SOURCE TEXT:
--------------------

Your freelance quiet period is self-inflicted. Here’s how to fix it
Freelance quiet periods feel random, but they rarely are. They’re what happens when marketing gets sacrificed for client deadlines, month after month
It’s tempting to blame the market. But most freelance quiet periods trace back to one habit: marketing gets dropped the second client work picks up. Every deadline takes priority over the next pitch, the next case study, the next follow-up email. Eventually, the pipeline runs dry and it feels like it came from nowhere.
It hasn’t, though. Whether it’s the summer lull or corporate budgets tightening, these spells hit hardest when nothing has been done to prevent them.
According to the IPSE Freelance Confidence Index, unpredictable income is the single biggest source of stress for the UK’s self-employed. The freelancers who cope best treat the lull differently. They see it as a rare chance to strengthen the business behind the business: tightening systems, reconnecting with old leads, and refilling the pipeline.
Here’s how to make the most of it.

--------------------

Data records
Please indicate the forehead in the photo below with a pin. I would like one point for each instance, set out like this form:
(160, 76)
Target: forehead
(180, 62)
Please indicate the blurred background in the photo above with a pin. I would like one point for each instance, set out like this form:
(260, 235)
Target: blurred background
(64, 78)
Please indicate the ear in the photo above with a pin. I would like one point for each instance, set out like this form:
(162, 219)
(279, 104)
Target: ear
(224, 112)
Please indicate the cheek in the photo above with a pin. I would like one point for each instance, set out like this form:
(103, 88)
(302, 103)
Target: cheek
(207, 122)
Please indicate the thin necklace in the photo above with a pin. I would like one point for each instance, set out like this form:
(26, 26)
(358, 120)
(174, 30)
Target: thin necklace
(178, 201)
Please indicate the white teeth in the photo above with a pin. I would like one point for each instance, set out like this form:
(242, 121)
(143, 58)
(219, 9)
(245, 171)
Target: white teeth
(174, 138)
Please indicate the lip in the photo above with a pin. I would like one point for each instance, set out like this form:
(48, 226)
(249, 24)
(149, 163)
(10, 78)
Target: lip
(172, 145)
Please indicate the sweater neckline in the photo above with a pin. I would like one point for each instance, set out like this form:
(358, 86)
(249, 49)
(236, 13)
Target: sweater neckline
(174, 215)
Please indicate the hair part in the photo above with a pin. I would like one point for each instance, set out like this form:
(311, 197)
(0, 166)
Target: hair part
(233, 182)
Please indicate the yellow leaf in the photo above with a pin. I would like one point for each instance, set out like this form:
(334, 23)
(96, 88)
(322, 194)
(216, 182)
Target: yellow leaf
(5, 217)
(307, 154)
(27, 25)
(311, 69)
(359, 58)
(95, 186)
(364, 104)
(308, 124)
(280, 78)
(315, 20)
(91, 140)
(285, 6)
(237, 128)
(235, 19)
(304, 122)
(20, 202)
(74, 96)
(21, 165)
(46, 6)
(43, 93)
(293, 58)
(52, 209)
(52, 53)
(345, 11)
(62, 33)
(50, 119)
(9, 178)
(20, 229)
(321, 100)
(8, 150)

--------------------

PROBLEM SET:
**1)** Rewrite the article on freelance quiet periods, starting at the words "Your freelance quiet" and ending after "to prevent them.". Substitute "order book" for "pipeline".
**2)** According to the article on freelance quiet periods, what does the IPSE Freelance Confidence Index name as the single biggest source of stress for the UK's self-employed?
The listing has no connection to the article on freelance quiet periods.

ANSWERS GIVEN:
**1)**
Your freelance quiet period is self-inflicted. Here’s how to fix it
Freelance quiet periods feel random, but they rarely are. They’re what happens when marketing gets sacrificed for client deadlines, month after month
It’s tempting to blame the market. But most freelance quiet periods trace back to one habit: marketing gets dropped the second client work picks up. Every deadline takes priority over the next pitch, the next case study, the next follow-up email. Eventually, the order book runs dry and it feels like it came from nowhere.
It hasn’t, though. Whether it’s the summer lull or corporate budgets tightening, these spells hit hardest when nothing has been done to prevent them.

**2)** Unpredictable income.